PAGE EXCERPT »
ESA and Astrium are jointly inviting the media to a press conference in Friedrichshafen, Germany, on 19 September 2007, to hear about Herschel far-infrared space observatory, a revolutionary spacecraft, its scientific objectives, and to view the very heart of its hardware. Journalists are allowed to make photos in the clean room!
djellison
If I could afford to take the time off work - I'd go - 400D and tripod in tow....but sadly, the grim reality of 'normal' life takes priority. I've already done Rosetta and Europlanet on my 'holiday' time.

Doug
ustrax
QUOTE (PhilCo126 @ Sep 13 2007, 07:46 PM) *
Anyone attending ?

ESA and Astrium are jointly inviting the media to a press conference in Friedrichshafen, Germany, on 19 September 2007, to hear about Herschel far-infrared space observatory, a revolutionary spacecraft, its scientific objectives, and to view the very heart of its hardware. Journalists are allowed to make photos in the clean room!

GIVEN TASK A »
In the page excerpt, on what date is the press conference about the Herschel far-infrared space observatory held?

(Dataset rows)

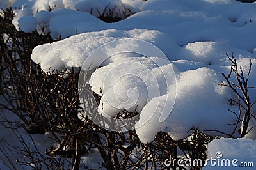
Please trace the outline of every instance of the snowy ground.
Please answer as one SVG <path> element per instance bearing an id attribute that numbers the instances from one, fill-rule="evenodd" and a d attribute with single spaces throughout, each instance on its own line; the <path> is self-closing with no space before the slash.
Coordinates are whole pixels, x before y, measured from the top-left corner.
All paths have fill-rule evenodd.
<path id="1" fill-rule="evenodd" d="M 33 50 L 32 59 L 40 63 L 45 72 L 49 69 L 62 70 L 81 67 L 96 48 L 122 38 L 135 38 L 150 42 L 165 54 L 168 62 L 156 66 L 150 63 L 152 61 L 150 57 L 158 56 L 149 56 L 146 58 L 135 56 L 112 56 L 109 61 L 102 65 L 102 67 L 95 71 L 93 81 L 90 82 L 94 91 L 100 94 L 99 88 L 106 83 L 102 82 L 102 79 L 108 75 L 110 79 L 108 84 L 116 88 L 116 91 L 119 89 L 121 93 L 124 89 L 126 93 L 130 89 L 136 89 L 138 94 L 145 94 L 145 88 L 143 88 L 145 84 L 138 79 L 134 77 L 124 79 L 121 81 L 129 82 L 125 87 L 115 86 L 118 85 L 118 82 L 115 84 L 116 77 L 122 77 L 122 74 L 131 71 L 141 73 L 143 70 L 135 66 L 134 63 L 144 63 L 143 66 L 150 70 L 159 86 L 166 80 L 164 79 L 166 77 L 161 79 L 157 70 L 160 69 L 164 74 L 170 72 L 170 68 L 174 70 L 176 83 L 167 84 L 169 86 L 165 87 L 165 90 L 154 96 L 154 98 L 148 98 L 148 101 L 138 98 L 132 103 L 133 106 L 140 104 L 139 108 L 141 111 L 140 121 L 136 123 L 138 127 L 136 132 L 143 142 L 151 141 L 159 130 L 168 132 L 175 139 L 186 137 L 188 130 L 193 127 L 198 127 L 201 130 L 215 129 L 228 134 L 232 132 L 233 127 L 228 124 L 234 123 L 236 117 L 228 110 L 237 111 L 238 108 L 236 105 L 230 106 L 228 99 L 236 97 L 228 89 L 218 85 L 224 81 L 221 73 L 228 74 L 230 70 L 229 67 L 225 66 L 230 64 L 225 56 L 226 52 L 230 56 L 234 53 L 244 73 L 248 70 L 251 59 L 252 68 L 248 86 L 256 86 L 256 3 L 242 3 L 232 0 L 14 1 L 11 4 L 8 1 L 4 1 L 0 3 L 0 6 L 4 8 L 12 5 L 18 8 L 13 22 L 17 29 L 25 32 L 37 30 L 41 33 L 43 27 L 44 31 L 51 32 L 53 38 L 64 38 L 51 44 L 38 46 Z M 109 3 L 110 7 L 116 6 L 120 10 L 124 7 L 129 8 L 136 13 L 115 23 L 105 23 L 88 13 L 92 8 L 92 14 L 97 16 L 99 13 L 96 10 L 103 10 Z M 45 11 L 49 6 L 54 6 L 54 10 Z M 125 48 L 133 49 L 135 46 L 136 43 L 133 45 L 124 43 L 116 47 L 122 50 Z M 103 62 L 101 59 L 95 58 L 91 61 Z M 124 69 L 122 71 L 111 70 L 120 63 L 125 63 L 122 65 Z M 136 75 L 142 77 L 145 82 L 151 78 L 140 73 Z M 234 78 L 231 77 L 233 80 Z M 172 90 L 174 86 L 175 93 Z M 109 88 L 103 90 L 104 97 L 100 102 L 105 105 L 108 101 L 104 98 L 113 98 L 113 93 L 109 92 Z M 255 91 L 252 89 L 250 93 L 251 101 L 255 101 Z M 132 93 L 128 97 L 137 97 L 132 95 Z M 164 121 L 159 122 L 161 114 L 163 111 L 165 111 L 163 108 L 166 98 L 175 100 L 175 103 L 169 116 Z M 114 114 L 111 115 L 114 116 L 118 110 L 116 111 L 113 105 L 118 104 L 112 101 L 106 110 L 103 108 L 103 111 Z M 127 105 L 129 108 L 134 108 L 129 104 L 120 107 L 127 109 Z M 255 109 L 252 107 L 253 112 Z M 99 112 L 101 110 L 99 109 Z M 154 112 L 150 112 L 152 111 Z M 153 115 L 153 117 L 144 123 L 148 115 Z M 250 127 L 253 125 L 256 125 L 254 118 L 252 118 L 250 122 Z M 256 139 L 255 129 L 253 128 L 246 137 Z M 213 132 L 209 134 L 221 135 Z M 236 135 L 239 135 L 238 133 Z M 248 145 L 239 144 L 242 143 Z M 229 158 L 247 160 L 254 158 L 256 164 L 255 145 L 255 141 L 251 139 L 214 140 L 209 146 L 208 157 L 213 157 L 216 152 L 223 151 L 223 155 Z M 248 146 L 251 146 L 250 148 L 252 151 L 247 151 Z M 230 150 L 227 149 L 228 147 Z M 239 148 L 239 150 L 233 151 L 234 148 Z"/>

GIVEN TASK B »
Render the dataset rows, from their start through the line containing "All paths have fill-rule evenodd.", as a Markdown table with the columns Row and Line, skipping blank lines and leaving out the pictures.

ANSWER A »
19 September 2007

ANSWER B »
| Row | Line |
|---|---|
| 1 | Please trace the outline of every instance of the snowy ground. |
| 2 | Please answer as one SVG <path> element per instance bearing an id attribute that numbers the instances from one, fill-rule="evenodd" and a d attribute with single spaces throughout, each instance on its own line; the <path> is self-closing with no space before the slash. |
| 3 | Coordinates are whole pixels, x before y, measured from the top-left corner. |
| 4 | All paths have fill-rule evenodd. |